─── Record list ───
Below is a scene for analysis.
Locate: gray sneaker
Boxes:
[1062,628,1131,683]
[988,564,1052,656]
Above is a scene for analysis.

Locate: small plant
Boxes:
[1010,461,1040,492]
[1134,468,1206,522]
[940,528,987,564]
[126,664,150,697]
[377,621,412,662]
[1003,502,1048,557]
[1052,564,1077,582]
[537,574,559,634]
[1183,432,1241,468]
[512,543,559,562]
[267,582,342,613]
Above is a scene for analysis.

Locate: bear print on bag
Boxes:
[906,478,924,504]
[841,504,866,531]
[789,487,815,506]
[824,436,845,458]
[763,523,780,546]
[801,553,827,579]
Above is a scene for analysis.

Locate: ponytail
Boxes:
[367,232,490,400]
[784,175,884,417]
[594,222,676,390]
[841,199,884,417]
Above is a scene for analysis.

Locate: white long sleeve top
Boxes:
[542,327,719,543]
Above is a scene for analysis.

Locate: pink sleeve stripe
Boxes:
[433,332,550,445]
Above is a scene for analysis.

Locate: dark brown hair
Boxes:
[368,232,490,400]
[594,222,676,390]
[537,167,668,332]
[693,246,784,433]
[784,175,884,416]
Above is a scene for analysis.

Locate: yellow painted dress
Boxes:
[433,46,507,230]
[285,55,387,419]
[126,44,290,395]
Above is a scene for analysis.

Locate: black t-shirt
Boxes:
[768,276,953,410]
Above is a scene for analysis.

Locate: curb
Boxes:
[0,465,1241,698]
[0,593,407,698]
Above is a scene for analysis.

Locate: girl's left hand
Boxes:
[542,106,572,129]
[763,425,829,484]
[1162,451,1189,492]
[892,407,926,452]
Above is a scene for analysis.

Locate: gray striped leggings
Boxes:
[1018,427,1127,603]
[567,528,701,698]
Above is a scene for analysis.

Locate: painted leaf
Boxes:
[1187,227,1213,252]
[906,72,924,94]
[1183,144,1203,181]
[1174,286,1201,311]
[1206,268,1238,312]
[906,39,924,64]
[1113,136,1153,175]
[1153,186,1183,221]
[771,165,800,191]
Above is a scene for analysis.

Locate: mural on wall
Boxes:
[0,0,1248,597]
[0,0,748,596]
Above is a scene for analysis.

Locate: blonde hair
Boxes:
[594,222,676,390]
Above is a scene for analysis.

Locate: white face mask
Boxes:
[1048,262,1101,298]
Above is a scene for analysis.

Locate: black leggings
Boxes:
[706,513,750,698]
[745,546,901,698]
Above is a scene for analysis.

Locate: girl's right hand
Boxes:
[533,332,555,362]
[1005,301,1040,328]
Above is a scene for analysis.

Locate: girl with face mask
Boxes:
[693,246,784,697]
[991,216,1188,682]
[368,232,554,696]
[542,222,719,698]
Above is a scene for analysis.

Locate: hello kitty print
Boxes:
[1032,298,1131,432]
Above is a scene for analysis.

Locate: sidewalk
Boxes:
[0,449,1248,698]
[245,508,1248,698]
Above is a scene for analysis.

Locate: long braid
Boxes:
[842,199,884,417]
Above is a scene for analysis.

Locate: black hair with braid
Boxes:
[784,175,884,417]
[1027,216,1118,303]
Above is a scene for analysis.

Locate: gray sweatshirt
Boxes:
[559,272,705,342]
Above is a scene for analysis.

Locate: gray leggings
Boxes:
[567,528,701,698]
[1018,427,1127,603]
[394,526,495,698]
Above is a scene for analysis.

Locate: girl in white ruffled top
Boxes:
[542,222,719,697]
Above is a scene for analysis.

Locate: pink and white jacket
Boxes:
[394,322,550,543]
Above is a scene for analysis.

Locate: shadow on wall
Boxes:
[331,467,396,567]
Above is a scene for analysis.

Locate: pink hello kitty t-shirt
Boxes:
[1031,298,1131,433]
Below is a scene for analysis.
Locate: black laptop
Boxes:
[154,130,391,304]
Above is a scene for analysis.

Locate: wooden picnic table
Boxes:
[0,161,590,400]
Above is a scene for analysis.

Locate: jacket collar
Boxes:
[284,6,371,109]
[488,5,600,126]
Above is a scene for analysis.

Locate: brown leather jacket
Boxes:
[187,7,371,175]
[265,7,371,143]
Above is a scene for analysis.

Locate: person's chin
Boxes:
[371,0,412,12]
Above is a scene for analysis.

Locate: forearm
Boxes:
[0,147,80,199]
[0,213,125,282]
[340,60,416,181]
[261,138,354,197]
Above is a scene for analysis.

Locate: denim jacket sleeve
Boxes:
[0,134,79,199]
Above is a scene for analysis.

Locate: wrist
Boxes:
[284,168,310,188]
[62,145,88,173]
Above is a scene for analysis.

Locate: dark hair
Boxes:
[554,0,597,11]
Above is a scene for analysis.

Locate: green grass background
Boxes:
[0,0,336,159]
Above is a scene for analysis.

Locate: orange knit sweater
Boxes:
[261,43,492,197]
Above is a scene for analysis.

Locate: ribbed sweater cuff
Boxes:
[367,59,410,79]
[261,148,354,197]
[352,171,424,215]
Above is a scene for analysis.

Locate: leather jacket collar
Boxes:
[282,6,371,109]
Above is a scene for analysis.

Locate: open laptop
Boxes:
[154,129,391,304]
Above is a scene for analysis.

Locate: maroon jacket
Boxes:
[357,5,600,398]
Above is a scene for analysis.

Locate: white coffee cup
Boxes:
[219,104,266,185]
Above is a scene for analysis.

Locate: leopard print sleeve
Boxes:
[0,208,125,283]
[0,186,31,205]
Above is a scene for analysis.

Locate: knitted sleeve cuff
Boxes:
───
Exercise –
Render all of the entries above as a numbered list, omitting every blank line.

Correct output –
1. Below is a scene for analysis.
2. Locate: gray sneaker
3. Boxes:
4. [1062,628,1131,683]
5. [988,564,1052,656]
6. Above is a scene for analysis.
7. Locate: small plant
8. Boxes:
9. [1010,461,1040,492]
10. [1134,468,1206,522]
11. [940,528,987,564]
12. [126,664,150,697]
13. [377,621,412,662]
14. [1003,502,1048,557]
15. [1052,564,1077,582]
16. [537,574,559,634]
17. [1183,432,1241,468]
18. [512,543,559,562]
19. [267,582,342,613]
20. Above is a scene for analysis.
21. Locate: bear print on bag
22. Boxes:
23. [906,478,924,504]
24. [841,504,866,531]
25. [789,487,815,506]
26. [824,436,845,458]
27. [763,523,780,546]
28. [801,553,827,579]
29. Above is a scene for analysis.
30. Locate: ponytail
31. Boxes:
32. [367,232,490,400]
33. [784,175,884,417]
34. [594,222,676,390]
35. [841,199,884,417]
36. Above is a scene for analysis.
37. Locate: white long sleeve top
38. Boxes:
39. [542,327,719,543]
40. Above is a scene for analysis.
41. Locate: pink sleeve stripe
42. Boxes:
43. [433,332,550,445]
44. Above is a scene for analysis.
45. Locate: dark brown hair
46. Boxes:
47. [368,232,490,400]
48. [594,222,676,390]
49. [537,167,668,332]
50. [693,246,784,433]
51. [784,175,884,416]
52. Above is a scene for analysis.
53. Locate: yellow painted dress
54. Boxes:
55. [433,46,507,230]
56. [285,55,387,419]
57. [126,44,290,395]
58. Above is a scene for analysis.
59. Locate: black t-shirt
60. Boxes:
61. [768,276,953,410]
62. Above is a scene for analysis.
63. Locate: curb
64. Boxes:
65. [0,465,1241,698]
66. [0,593,407,698]
67. Above is a scene for analysis.
68. Locate: girl's left hand
69. Boxes:
70. [542,106,572,129]
71. [763,425,829,484]
72. [1162,451,1189,492]
73. [892,407,926,452]
74. Above is a scene for analysis.
75. Locate: gray striped leggings
76. Boxes:
77. [1018,427,1127,603]
78. [567,528,701,698]
79. Above is a scene for analysis.
80. Locate: painted leaf
81. Boxes:
82. [1187,227,1213,252]
83. [906,72,924,94]
84. [1183,144,1203,181]
85. [1174,286,1201,311]
86. [1206,268,1238,312]
87. [906,39,924,64]
88. [1113,136,1153,175]
89. [1153,186,1183,221]
90. [771,165,800,191]
91. Above is a scene for analysis.
92. Locate: mural on wall
93. Boxes:
94. [0,0,1248,597]
95. [0,0,748,596]
96. Above is a scene for analysis.
97. Locate: blonde hair
98. Boxes:
99. [594,222,676,390]
100. Above is a scene for analysis.
101. Locate: white face mask
102. Boxes:
103. [1048,262,1101,298]
104. Above is a scene for analysis.
105. Locate: black leggings
106. Boxes:
107. [706,513,750,698]
108. [745,546,901,698]
109. Above is a scene for analysis.
110. Locate: girl's right hand
111. Boxes:
112. [533,332,555,362]
113. [1005,301,1040,328]
114. Above is a scene for analysis.
115. Locate: girl with face mask
116. Boxes:
117. [693,246,784,697]
118. [991,216,1188,682]
119. [368,232,554,696]
120. [542,222,719,698]
121. Above is a scene for analysis.
122. Locate: hello kitty print
123. Boxes:
124. [1032,298,1131,432]
125. Above is a scene for analysis.
126. Locate: sidewalk
127. Boxes:
128. [0,449,1248,698]
129. [245,508,1248,698]
130. Above is a scene for analysis.
131. Locate: long braid
132. Boxes:
133. [842,199,884,417]
134. Above is a scene for analysis.
135. Locate: black hair with braid
136. Boxes:
137. [784,175,884,417]
138. [1027,216,1118,303]
139. Above is a scene for analysis.
140. Locate: gray sweatshirt
141. Boxes:
142. [559,272,705,342]
143. Above is a scene for analysis.
144. Locate: gray leggings
145. Boxes:
146. [567,528,701,698]
147. [1018,427,1127,603]
148. [394,526,495,698]
149. Above is a scene for analysis.
150. Locate: girl in white ruffled top
151. Boxes:
152. [542,222,719,697]
153. Above is a scene for analysis.
154. Locate: pink and white jacket
155. Boxes:
156. [394,322,550,543]
157. Above is a scene for analysis.
158. Locate: shadow on wall
159. Boxes:
160. [331,467,396,567]
161. Above is a scene for analysis.
162. Locate: pink hello kitty t-shirt
163. Boxes:
164. [1031,298,1131,433]
165. Below is a scene for analysis.
166. Locate: black laptop
167. Boxes:
168. [154,130,391,304]
169. Above is a scene for analysis.
170. Locate: wooden picnic table
171. Boxes:
172. [0,161,590,400]
173. Above is a scene for analysis.
174. Locate: jacket collar
175. Boxes:
176. [284,6,371,109]
177. [488,5,600,126]
178. Above is a scene for analysis.
179. Locate: brown leather jacket
180. Boxes:
181. [187,7,371,175]
182. [265,7,371,143]
183. Above is a scene for analysis.
184. Locate: person's chin
185. Boxes:
186. [371,0,412,12]
187. Above is a scene for analysis.
188. Locate: forearm
189. Boxes:
190. [0,147,80,199]
191. [0,213,125,282]
192. [340,60,416,181]
193. [261,138,354,197]
194. Above is a scene for analysis.
195. Locate: denim jacket sleeve
196. Boxes:
197. [0,134,79,199]
198. Above is a scene for analysis.
199. Locate: wrist
200. Boxes:
201. [284,168,310,188]
202. [62,145,88,173]
203. Above is a scene for analysis.
204. Locate: dark hair
205. Boxes:
206. [554,0,597,11]
207. Above is a scene for analysis.
208. Locate: green grass background
209. Boxes:
210. [0,0,336,159]
211. Above is a scene for analysis.
212. Locate: orange knit sweater
213. Boxes:
214. [261,43,492,197]
215. Above is a scene for analysis.
216. Locate: ribbed sweater cuff
217. Boxes:
218. [367,59,410,79]
219. [261,148,354,197]
220. [352,171,424,215]
221. Above is a scene for analysis.
222. Locate: leather jacket collar
223. Boxes:
224. [282,6,371,109]
225. Above is a scene for analysis.
226. Locate: open laptop
227. Boxes:
228. [154,129,391,304]
229. Above is a scene for analysis.
230. Locate: maroon jacket
231. Boxes:
232. [357,5,600,398]
233. Above is a scene for analysis.
234. Locate: white coffee cup
235. Boxes:
236. [219,104,266,185]
237. Above is a scene for analysis.
238. Locate: leopard print sleeve
239. Boxes:
240. [0,208,125,283]
241. [0,186,31,205]
242. Above is a scene for analysis.
243. Locate: knitted sleeve cuff
244. Boxes:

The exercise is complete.